Start of TASK DATA

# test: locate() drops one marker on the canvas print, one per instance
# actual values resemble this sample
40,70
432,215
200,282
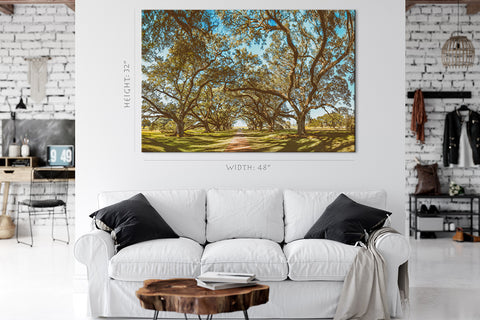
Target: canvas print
248,81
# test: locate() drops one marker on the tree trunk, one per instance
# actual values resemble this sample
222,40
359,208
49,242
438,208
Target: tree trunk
207,127
301,124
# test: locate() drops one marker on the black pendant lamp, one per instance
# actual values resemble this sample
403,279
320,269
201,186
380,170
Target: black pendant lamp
21,105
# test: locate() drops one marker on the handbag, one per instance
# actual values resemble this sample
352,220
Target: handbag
428,182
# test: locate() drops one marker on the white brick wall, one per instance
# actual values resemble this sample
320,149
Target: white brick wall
38,30
427,29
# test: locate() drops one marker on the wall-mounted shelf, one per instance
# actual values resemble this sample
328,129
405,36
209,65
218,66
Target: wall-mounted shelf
442,94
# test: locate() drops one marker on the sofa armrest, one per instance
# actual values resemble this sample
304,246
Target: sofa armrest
94,250
395,250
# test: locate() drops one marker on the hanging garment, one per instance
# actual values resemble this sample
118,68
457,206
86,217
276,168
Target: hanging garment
419,116
37,77
465,156
452,134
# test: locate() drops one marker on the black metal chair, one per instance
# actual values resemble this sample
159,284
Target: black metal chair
48,195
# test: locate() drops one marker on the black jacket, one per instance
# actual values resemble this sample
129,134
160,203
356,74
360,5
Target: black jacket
451,137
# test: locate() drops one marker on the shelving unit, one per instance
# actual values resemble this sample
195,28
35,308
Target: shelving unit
415,214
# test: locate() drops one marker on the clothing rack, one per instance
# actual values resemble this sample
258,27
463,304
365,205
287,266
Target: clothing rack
442,94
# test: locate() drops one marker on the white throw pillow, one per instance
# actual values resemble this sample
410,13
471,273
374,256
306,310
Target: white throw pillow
182,210
263,258
303,208
245,214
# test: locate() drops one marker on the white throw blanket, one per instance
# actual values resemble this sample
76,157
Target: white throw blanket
364,292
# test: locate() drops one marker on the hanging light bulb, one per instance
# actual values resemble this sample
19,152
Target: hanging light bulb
458,50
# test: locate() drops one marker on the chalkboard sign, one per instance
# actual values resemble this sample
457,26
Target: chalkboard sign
41,134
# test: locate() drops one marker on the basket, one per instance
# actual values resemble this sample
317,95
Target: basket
7,227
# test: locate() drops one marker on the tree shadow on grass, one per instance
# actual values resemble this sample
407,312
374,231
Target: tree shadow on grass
158,142
313,141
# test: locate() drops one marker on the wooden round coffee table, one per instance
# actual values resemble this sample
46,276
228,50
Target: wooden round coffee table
184,296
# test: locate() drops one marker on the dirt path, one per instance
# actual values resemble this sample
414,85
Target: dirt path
239,143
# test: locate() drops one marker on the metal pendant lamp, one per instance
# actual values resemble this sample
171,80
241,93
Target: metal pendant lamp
458,50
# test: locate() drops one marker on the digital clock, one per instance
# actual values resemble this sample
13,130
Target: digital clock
61,156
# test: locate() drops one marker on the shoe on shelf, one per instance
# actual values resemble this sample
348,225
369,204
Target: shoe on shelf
470,237
461,236
433,209
458,235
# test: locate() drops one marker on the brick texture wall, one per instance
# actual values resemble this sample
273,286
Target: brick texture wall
38,30
427,29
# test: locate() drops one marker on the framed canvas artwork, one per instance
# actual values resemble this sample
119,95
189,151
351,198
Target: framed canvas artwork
248,80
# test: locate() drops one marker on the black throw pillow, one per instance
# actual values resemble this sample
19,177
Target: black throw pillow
346,221
132,221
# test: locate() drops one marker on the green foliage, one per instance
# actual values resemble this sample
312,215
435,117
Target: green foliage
207,69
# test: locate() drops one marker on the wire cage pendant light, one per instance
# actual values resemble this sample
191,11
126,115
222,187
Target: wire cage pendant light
458,51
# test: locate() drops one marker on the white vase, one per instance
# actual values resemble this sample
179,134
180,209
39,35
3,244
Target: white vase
25,150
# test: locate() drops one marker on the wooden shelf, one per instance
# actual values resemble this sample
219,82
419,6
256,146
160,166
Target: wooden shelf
18,162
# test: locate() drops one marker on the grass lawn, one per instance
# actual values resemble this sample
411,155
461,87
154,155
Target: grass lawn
316,140
319,140
193,141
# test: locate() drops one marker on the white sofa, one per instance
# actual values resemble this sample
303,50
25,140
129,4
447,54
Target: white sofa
255,231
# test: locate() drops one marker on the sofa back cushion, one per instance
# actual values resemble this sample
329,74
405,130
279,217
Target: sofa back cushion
303,208
182,210
256,213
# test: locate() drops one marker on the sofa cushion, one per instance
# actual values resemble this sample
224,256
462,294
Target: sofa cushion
182,210
319,259
157,259
262,257
244,214
303,208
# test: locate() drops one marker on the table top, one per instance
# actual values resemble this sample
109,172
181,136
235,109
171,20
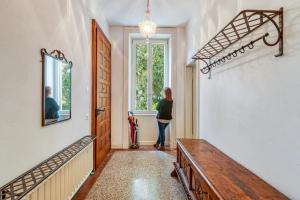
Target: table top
227,178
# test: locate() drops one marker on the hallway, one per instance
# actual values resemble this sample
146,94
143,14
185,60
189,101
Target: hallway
106,99
137,175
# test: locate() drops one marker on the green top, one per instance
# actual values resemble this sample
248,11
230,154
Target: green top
164,108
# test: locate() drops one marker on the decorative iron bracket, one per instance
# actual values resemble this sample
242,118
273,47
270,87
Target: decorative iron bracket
56,54
246,22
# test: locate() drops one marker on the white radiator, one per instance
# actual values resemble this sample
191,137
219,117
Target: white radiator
64,183
57,178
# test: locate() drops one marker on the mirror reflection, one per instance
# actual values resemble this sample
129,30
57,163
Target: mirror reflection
57,89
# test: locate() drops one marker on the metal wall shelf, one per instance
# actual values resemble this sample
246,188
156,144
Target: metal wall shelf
246,22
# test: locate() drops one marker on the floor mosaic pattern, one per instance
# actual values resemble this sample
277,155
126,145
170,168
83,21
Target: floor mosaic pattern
137,175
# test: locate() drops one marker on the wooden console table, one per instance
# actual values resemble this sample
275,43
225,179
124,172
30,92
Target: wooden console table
207,173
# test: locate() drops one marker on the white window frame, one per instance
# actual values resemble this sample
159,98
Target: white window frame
136,41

End of TASK DATA

DIRECTIONS: Convert every line of the records into a Markdown table with the columns "No." and "Text", numbering the rows in order and skipping blank lines. Omit the pictures.

PROBLEM SOLUTION:
| No. | Text |
|---|---|
| 1 | # test: locate() drops one marker on the canvas print, one per instance |
| 2 | # actual values resemble this sample |
| 3 | 40,70 |
| 4 | 432,215 |
| 5 | 200,282 |
| 6 | Target: canvas print |
| 7 | 248,81 |
| 8 | # test: locate() drops one marker on the tree trunk, one per instance |
| 9 | # actual values resemble this sample |
| 10 | 222,40 |
| 11 | 359,208 |
| 12 | 49,242 |
| 13 | 438,208 |
| 14 | Target: tree trunk |
| 15 | 207,127 |
| 16 | 301,124 |
| 17 | # test: locate() drops one marker on the black pendant lamp, one per instance |
| 18 | # actual values resemble this sample |
| 19 | 403,279 |
| 20 | 320,269 |
| 21 | 201,186 |
| 22 | 380,170 |
| 23 | Target: black pendant lamp |
| 24 | 21,105 |
| 25 | # test: locate() drops one marker on the handbag, one per instance |
| 26 | # actual values resemble this sample |
| 27 | 352,220 |
| 28 | Target: handbag |
| 29 | 428,182 |
| 30 | # test: locate() drops one marker on the white brick wall, one per instance |
| 31 | # actual values resemble this sample |
| 32 | 320,149 |
| 33 | Target: white brick wall |
| 34 | 38,30 |
| 35 | 427,29 |
| 36 | # test: locate() drops one marker on the wall-mounted shelf, one per instance |
| 37 | # actual values resemble this sample |
| 38 | 328,129 |
| 39 | 405,36 |
| 40 | 209,65 |
| 41 | 218,66 |
| 42 | Target: wall-mounted shelf |
| 43 | 442,94 |
| 44 | # test: locate() drops one marker on the sofa armrest, one per instance |
| 45 | # actual values resemble this sample |
| 46 | 304,246 |
| 47 | Target: sofa armrest |
| 48 | 94,250 |
| 49 | 395,250 |
| 50 | # test: locate() drops one marker on the hanging garment, one per instance |
| 51 | # actual values resemble this sample |
| 52 | 118,68 |
| 53 | 457,206 |
| 54 | 86,217 |
| 55 | 276,168 |
| 56 | Target: hanging garment |
| 57 | 419,116 |
| 58 | 37,77 |
| 59 | 465,156 |
| 60 | 452,134 |
| 61 | # test: locate() drops one marker on the black metal chair, one per instance |
| 62 | # actual values resemble this sample |
| 63 | 159,284 |
| 64 | Target: black metal chair |
| 65 | 48,195 |
| 66 | # test: locate() drops one marker on the black jacket, one per instance |
| 67 | # actual values resemble this sample |
| 68 | 129,134 |
| 69 | 160,203 |
| 70 | 356,74 |
| 71 | 360,5 |
| 72 | Target: black jacket |
| 73 | 451,137 |
| 74 | # test: locate() drops one marker on the shelving unit, one per instance |
| 75 | # actual values resemble this sample |
| 76 | 195,28 |
| 77 | 35,308 |
| 78 | Target: shelving unit |
| 79 | 415,214 |
| 80 | # test: locate() drops one marker on the clothing rack, one per instance |
| 81 | # actual values resemble this sample |
| 82 | 258,27 |
| 83 | 463,304 |
| 84 | 365,205 |
| 85 | 287,266 |
| 86 | Target: clothing rack |
| 87 | 442,94 |
| 88 | # test: locate() drops one marker on the white throw pillow, one per instance |
| 89 | # actual values resemble this sample |
| 90 | 410,13 |
| 91 | 471,273 |
| 92 | 374,256 |
| 93 | 306,310 |
| 94 | Target: white throw pillow |
| 95 | 182,210 |
| 96 | 263,258 |
| 97 | 303,208 |
| 98 | 245,214 |
| 99 | # test: locate() drops one marker on the white throw blanket, one per instance |
| 100 | # actual values resemble this sample |
| 101 | 76,157 |
| 102 | Target: white throw blanket |
| 103 | 364,292 |
| 104 | # test: locate() drops one marker on the hanging light bulb, one per instance |
| 105 | # actual values resemble this sample |
| 106 | 19,152 |
| 107 | Target: hanging light bulb |
| 108 | 458,50 |
| 109 | # test: locate() drops one marker on the chalkboard sign, one per instance |
| 110 | # actual values resemble this sample |
| 111 | 457,26 |
| 112 | Target: chalkboard sign |
| 113 | 41,134 |
| 114 | # test: locate() drops one marker on the basket, one per instance |
| 115 | # actual values resemble this sample |
| 116 | 317,95 |
| 117 | Target: basket |
| 118 | 7,227 |
| 119 | # test: locate() drops one marker on the tree shadow on grass, one per instance |
| 120 | # actual values resemble this sample |
| 121 | 407,312 |
| 122 | 374,231 |
| 123 | Target: tree shadow on grass |
| 124 | 158,142 |
| 125 | 313,141 |
| 126 | # test: locate() drops one marker on the wooden round coffee table, one per instance |
| 127 | # actual values resemble this sample |
| 128 | 46,276 |
| 129 | 228,50 |
| 130 | Target: wooden round coffee table |
| 131 | 184,296 |
| 132 | # test: locate() drops one marker on the dirt path, one per instance |
| 133 | # actual values resemble this sample |
| 134 | 414,85 |
| 135 | Target: dirt path |
| 136 | 239,143 |
| 137 | # test: locate() drops one marker on the metal pendant lamp, one per instance |
| 138 | # actual values resemble this sample |
| 139 | 171,80 |
| 140 | 241,93 |
| 141 | Target: metal pendant lamp |
| 142 | 458,50 |
| 143 | # test: locate() drops one marker on the digital clock, one per instance |
| 144 | # actual values resemble this sample |
| 145 | 13,130 |
| 146 | Target: digital clock |
| 147 | 61,156 |
| 148 | # test: locate() drops one marker on the shoe on shelf, one per instance |
| 149 | # actual values resemble this sample |
| 150 | 348,225 |
| 151 | 369,204 |
| 152 | Target: shoe on shelf |
| 153 | 470,237 |
| 154 | 461,236 |
| 155 | 433,209 |
| 156 | 458,235 |
| 157 | # test: locate() drops one marker on the brick texture wall, one per instance |
| 158 | # actual values resemble this sample |
| 159 | 273,286 |
| 160 | Target: brick texture wall |
| 161 | 38,30 |
| 162 | 427,29 |
| 163 | # test: locate() drops one marker on the framed canvas artwork, one per instance |
| 164 | # actual values resemble this sample |
| 165 | 119,95 |
| 166 | 189,151 |
| 167 | 351,198 |
| 168 | Target: framed canvas artwork |
| 169 | 248,80 |
| 170 | # test: locate() drops one marker on the black throw pillow, one per instance |
| 171 | # actual values resemble this sample |
| 172 | 19,177 |
| 173 | Target: black throw pillow |
| 174 | 346,221 |
| 175 | 132,221 |
| 176 | # test: locate() drops one marker on the green foliage, one per instance |
| 177 | # actual values resemble this sample |
| 178 | 312,215 |
| 179 | 435,117 |
| 180 | Target: green foliage |
| 181 | 207,69 |
| 182 | # test: locate() drops one marker on the wire cage pendant light, one per instance |
| 183 | # actual values resemble this sample |
| 184 | 191,11 |
| 185 | 126,115 |
| 186 | 222,187 |
| 187 | Target: wire cage pendant light |
| 188 | 458,51 |
| 189 | # test: locate() drops one marker on the white vase, one per instance |
| 190 | # actual values resemble this sample |
| 191 | 179,134 |
| 192 | 180,209 |
| 193 | 39,35 |
| 194 | 3,244 |
| 195 | Target: white vase |
| 196 | 25,150 |
| 197 | # test: locate() drops one marker on the wooden shelf, one per instance |
| 198 | # actual values resemble this sample |
| 199 | 219,82 |
| 200 | 419,6 |
| 201 | 256,146 |
| 202 | 160,166 |
| 203 | Target: wooden shelf |
| 204 | 18,162 |
| 205 | # test: locate() drops one marker on the grass lawn, one per instance |
| 206 | # actual values resemble this sample |
| 207 | 411,155 |
| 208 | 461,87 |
| 209 | 154,155 |
| 210 | Target: grass lawn |
| 211 | 316,140 |
| 212 | 319,140 |
| 213 | 193,141 |
| 214 | # test: locate() drops one marker on the white sofa, one per instance |
| 215 | # actual values resemble this sample |
| 216 | 303,50 |
| 217 | 25,140 |
| 218 | 129,4 |
| 219 | 447,54 |
| 220 | Target: white sofa |
| 221 | 255,231 |
| 222 | # test: locate() drops one marker on the sofa back cushion, one per instance |
| 223 | # actual values resemble this sample |
| 224 | 329,74 |
| 225 | 405,130 |
| 226 | 279,217 |
| 227 | Target: sofa back cushion |
| 228 | 303,208 |
| 229 | 182,210 |
| 230 | 256,213 |
| 231 | # test: locate() drops one marker on the sofa cushion, one per instance |
| 232 | # actual values resemble this sample |
| 233 | 224,256 |
| 234 | 462,294 |
| 235 | Target: sofa cushion |
| 236 | 182,210 |
| 237 | 319,259 |
| 238 | 157,259 |
| 239 | 262,257 |
| 240 | 244,214 |
| 241 | 303,208 |
| 242 | # test: locate() drops one marker on the table top, one per instance |
| 243 | # actual values resemble this sample |
| 244 | 109,172 |
| 245 | 181,136 |
| 246 | 235,109 |
| 247 | 171,20 |
| 248 | Target: table top |
| 249 | 227,178 |
| 250 | # test: locate() drops one marker on the hallway, one per instance |
| 251 | # actual values resemble this sample |
| 252 | 146,94 |
| 253 | 143,14 |
| 254 | 185,60 |
| 255 | 189,101 |
| 256 | Target: hallway |
| 257 | 106,99 |
| 258 | 137,175 |
| 259 | # test: locate() drops one marker on the green top, one per instance |
| 260 | # actual values resemble this sample |
| 261 | 248,11 |
| 262 | 230,154 |
| 263 | Target: green top |
| 264 | 164,108 |
| 265 | # test: locate() drops one marker on the decorative iron bracket, one per instance |
| 266 | # actual values resemble this sample |
| 267 | 242,118 |
| 268 | 273,47 |
| 269 | 270,87 |
| 270 | Target: decorative iron bracket |
| 271 | 56,54 |
| 272 | 246,22 |
| 273 | # test: locate() drops one marker on the white radiator, one per instance |
| 274 | # actual values resemble this sample |
| 275 | 191,137 |
| 276 | 219,117 |
| 277 | Target: white radiator |
| 278 | 64,183 |
| 279 | 57,178 |
| 280 | # test: locate() drops one marker on the mirror reflection, one per instance |
| 281 | # actual values resemble this sample |
| 282 | 129,30 |
| 283 | 57,163 |
| 284 | Target: mirror reflection |
| 285 | 57,89 |
| 286 | # test: locate() drops one marker on the metal wall shelf, one per instance |
| 287 | # actual values resemble this sample |
| 288 | 246,188 |
| 289 | 156,144 |
| 290 | Target: metal wall shelf |
| 291 | 246,22 |
| 292 | # test: locate() drops one marker on the floor mosaic pattern, one per instance |
| 293 | # actual values resemble this sample |
| 294 | 277,155 |
| 295 | 126,145 |
| 296 | 170,168 |
| 297 | 83,21 |
| 298 | Target: floor mosaic pattern |
| 299 | 137,175 |
| 300 | # test: locate() drops one marker on the wooden console table, one per instance |
| 301 | # actual values resemble this sample |
| 302 | 275,43 |
| 303 | 225,179 |
| 304 | 124,172 |
| 305 | 30,92 |
| 306 | Target: wooden console table |
| 307 | 207,173 |
| 308 | # test: locate() drops one marker on the white window frame, one per instance |
| 309 | # actual values resemble this sample |
| 310 | 159,98 |
| 311 | Target: white window frame |
| 312 | 136,41 |